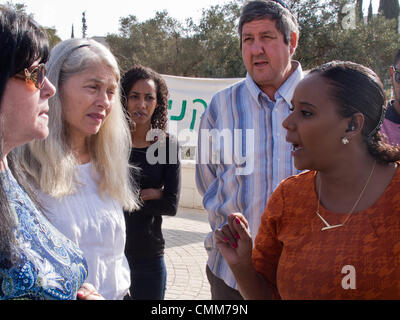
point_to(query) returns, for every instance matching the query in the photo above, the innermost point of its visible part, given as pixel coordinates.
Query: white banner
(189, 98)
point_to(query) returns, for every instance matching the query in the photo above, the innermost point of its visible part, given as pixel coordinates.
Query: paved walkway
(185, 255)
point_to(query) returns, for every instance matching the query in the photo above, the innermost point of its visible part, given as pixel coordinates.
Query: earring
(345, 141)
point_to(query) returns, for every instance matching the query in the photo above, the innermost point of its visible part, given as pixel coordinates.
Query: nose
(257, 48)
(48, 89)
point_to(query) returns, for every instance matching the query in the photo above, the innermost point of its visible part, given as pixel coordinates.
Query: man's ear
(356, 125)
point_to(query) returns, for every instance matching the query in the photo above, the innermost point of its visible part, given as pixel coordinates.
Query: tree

_ _ _ _

● Exercise instructions
All of the material above goes into the copy exactly as is; the pictures do not.

● Answer box
point_to(query) returns, for every instance matching the query in the photo above, the innermost point of its visible part, given as pixel coordinates.
Query: white banner
(189, 98)
point_to(query) returns, for every instance matching the query in the photo above, the innermost point of its visible part, given as pixel coordinates.
Query: paved walkway
(185, 255)
point_to(query) returns, for every instance matching the query in the photo above, the innermost point of its visible part, given as pixel coordinates.
Query: earring
(345, 141)
point_to(query) returns, for every instance matching the query in the photo above, the innermost point of its visible part, given as pixel coordinates.
Query: nose
(257, 48)
(48, 89)
point_to(query) returns, for every instance matching the query in the photo above, the innermost point of its visible part, given as pixel coordinates.
Query: man's ear
(356, 125)
point_to(query) returns, for every instance matching the query in the photo above, the innermost point of its visible part, given as pixel coordinates.
Query: tree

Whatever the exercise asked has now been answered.